**What the task asks:**
Put every line of the items below into a JSON list of strings, one string per line, leaving out blank lines.

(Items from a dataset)
>>>>
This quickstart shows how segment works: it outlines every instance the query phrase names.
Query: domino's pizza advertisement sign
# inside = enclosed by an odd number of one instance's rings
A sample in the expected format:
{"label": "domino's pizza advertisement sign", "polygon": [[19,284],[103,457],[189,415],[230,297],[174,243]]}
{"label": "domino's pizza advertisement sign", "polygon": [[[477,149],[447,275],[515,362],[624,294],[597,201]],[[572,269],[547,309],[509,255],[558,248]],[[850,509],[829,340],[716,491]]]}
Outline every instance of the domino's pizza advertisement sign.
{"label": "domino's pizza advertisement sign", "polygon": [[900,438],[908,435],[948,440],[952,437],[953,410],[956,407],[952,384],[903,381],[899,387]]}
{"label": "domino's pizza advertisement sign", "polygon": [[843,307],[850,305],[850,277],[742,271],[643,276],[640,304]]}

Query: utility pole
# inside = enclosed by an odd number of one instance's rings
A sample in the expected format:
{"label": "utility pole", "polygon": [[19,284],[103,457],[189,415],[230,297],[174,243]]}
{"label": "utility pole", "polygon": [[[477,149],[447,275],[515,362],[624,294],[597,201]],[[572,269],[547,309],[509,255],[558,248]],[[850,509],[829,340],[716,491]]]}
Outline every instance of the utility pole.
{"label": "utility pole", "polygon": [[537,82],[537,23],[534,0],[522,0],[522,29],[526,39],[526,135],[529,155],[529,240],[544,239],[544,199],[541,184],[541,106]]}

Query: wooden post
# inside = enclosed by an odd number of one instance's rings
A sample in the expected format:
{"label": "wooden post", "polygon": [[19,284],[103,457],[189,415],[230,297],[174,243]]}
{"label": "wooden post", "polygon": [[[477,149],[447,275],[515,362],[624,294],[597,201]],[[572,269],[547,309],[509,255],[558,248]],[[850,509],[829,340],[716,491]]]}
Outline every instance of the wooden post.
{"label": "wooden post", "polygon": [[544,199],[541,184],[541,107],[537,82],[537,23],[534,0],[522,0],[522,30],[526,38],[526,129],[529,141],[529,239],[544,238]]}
<<<<
**The answer:**
[
  "This quickstart shows how segment works: it outlines every instance the query phrase names.",
  "Query: domino's pizza advertisement sign",
  "# inside = enclosed by an odd number of one instance's rings",
  "A sample in the expected format:",
  "{\"label\": \"domino's pizza advertisement sign\", \"polygon\": [[19,284],[103,457],[189,415],[230,297],[174,243]]}",
  "{\"label\": \"domino's pizza advertisement sign\", \"polygon\": [[[477,149],[447,275],[515,362],[624,294],[597,201]],[[572,269],[547,309],[509,255],[558,248]],[[850,509],[829,340],[716,491]]]}",
  "Outline every instance of the domino's pizza advertisement sign.",
  "{\"label\": \"domino's pizza advertisement sign\", \"polygon\": [[900,438],[908,435],[948,440],[952,437],[953,410],[956,407],[952,384],[903,381],[899,387]]}",
  "{\"label\": \"domino's pizza advertisement sign\", \"polygon\": [[843,307],[850,305],[850,277],[742,271],[643,276],[640,304]]}",
  "Query: utility pole",
  "# inside = enclosed by an odd number of one instance's rings",
  "A sample in the expected format:",
  "{\"label\": \"utility pole\", \"polygon\": [[19,284],[103,457],[189,415],[230,297],[174,243]]}",
  "{\"label\": \"utility pole\", \"polygon\": [[[477,149],[447,275],[515,362],[624,294],[597,201]],[[572,269],[547,309],[509,255],[558,248]],[[850,509],[829,340],[716,491]]]}",
  "Outline every instance of the utility pole.",
  "{\"label\": \"utility pole\", \"polygon\": [[537,82],[537,23],[534,0],[522,0],[522,29],[526,39],[526,135],[529,155],[529,240],[544,239],[544,199],[541,184],[541,106]]}",
  "Query: wooden post",
  "# inside = enclosed by an odd number of one instance's rings",
  "A sample in the expected format:",
  "{\"label\": \"wooden post\", \"polygon\": [[19,284],[103,457],[189,415],[230,297],[174,243]]}",
  "{\"label\": \"wooden post\", \"polygon\": [[[477,149],[447,275],[515,362],[624,294],[597,201]],[[572,269],[547,309],[509,255],[558,248]],[[850,509],[829,340],[716,491]]]}",
  "Outline every instance of the wooden post.",
  "{\"label\": \"wooden post\", \"polygon\": [[544,199],[541,184],[541,107],[537,82],[537,23],[534,0],[522,0],[522,30],[526,38],[526,129],[529,141],[529,239],[544,238]]}"
]